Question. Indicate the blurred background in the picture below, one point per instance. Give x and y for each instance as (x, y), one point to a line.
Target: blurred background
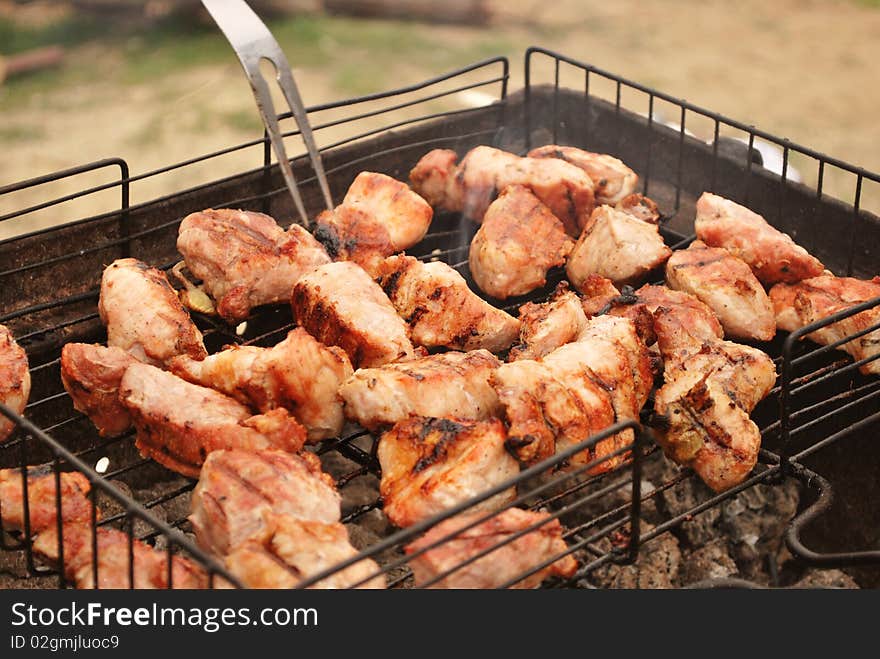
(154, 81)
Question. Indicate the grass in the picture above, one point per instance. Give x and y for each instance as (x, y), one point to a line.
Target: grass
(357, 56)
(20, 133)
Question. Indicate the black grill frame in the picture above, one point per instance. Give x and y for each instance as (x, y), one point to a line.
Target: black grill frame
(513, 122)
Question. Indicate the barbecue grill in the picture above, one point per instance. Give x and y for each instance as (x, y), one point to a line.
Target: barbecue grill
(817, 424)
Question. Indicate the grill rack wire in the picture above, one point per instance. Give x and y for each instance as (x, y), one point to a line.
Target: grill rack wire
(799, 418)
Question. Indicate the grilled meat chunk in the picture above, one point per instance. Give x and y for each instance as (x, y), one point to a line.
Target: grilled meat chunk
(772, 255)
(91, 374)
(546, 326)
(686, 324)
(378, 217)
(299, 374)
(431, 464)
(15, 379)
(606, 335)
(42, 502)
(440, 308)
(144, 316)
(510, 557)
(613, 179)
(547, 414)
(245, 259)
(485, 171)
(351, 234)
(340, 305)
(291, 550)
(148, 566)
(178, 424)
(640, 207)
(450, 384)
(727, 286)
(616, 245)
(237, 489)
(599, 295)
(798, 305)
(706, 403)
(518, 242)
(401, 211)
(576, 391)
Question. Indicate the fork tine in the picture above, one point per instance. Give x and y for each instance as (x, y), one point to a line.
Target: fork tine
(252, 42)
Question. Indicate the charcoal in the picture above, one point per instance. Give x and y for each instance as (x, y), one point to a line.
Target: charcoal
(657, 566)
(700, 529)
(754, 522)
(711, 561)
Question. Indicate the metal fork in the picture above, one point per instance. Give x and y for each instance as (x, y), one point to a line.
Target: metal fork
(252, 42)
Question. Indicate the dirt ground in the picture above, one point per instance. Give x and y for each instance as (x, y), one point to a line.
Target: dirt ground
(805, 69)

= = = = =

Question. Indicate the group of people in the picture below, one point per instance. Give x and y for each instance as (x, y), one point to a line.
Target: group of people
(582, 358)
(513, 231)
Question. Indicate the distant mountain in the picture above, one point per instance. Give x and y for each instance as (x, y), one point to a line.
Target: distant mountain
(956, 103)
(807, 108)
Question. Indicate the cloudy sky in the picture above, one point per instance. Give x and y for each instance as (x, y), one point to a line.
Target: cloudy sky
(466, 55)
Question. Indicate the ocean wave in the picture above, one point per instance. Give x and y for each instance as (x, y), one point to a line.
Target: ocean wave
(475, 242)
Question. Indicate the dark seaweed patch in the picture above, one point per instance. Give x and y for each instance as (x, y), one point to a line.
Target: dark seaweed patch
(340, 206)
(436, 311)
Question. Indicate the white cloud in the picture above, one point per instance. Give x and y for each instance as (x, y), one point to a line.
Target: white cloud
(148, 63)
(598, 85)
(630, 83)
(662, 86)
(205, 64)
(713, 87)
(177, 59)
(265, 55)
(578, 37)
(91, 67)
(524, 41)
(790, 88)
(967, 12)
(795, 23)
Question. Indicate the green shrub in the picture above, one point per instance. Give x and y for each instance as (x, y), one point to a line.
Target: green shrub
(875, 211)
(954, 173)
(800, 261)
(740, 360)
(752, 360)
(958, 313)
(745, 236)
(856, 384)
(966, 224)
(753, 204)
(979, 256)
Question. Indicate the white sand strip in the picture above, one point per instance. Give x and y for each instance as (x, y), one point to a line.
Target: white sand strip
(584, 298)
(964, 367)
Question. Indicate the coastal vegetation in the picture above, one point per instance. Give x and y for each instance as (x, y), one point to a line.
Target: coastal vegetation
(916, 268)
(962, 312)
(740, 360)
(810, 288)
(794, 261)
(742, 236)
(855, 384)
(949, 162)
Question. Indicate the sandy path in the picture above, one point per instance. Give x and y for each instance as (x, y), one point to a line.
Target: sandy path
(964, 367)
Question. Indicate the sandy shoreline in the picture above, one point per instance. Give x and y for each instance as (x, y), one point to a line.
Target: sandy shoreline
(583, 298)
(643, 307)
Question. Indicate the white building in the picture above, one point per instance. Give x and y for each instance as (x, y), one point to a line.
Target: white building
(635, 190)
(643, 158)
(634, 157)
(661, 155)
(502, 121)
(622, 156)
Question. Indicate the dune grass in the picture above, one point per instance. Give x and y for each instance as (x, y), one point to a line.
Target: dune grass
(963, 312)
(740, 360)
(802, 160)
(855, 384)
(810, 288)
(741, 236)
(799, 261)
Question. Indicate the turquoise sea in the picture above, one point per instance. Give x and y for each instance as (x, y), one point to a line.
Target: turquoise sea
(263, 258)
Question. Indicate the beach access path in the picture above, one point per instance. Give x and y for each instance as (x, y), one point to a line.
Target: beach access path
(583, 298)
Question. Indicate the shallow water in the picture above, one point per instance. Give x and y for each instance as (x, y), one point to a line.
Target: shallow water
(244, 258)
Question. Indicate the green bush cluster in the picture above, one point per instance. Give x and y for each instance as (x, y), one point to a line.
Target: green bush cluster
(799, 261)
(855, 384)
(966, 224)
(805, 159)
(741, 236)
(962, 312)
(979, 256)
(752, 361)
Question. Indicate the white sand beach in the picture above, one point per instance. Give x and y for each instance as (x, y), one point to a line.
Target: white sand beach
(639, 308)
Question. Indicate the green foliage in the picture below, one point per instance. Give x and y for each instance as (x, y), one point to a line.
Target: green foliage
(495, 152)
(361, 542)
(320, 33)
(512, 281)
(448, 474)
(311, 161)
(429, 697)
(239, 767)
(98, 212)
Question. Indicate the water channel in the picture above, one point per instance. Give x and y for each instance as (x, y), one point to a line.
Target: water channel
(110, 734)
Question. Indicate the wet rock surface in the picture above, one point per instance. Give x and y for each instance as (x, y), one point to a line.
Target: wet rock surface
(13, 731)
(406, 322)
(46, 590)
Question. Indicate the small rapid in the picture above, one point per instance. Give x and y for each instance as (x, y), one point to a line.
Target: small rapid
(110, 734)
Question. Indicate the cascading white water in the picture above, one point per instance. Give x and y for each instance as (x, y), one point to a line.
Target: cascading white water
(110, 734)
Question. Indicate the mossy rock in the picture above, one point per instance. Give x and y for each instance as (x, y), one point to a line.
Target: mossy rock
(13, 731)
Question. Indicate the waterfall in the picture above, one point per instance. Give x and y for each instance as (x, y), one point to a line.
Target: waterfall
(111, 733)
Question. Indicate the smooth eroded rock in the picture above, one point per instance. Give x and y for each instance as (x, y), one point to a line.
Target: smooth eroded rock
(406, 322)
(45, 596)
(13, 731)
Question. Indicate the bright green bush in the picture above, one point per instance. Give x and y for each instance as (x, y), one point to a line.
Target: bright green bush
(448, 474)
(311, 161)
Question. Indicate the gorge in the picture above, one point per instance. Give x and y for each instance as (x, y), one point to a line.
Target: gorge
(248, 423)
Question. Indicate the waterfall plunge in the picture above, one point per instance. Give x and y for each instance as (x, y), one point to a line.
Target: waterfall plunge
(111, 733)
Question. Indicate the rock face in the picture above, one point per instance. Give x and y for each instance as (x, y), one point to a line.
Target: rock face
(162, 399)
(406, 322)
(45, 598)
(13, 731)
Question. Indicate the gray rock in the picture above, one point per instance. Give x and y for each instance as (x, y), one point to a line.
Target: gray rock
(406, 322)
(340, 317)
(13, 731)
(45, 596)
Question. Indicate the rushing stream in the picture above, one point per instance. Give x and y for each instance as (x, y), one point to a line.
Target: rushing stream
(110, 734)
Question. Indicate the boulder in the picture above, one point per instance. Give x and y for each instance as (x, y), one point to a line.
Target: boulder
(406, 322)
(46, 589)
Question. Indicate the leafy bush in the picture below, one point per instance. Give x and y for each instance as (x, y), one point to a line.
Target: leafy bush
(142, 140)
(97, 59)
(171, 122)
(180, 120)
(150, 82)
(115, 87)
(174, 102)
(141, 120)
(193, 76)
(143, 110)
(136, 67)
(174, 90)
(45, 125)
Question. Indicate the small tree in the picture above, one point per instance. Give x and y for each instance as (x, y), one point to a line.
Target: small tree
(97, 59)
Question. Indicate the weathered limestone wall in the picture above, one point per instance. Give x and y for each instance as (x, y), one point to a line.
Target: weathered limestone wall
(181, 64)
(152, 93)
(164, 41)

= = = = =

* [Task directions]
In the listing above, find the line containing "Question. Indicate the rushing" and the line containing "Question. Indicate the boulder", then quote both, plus every line between them, exactly as written.

* [Task response]
Question. Indicate the rushing stream in the picture above, one point per instance. Give x and y for each instance as (x, y), one point to a line.
Target: rushing stream
(110, 734)
Question. Indicate the boulder in the picture above, one point per instance. Give x and y for each instance as (x, y), one point to a line.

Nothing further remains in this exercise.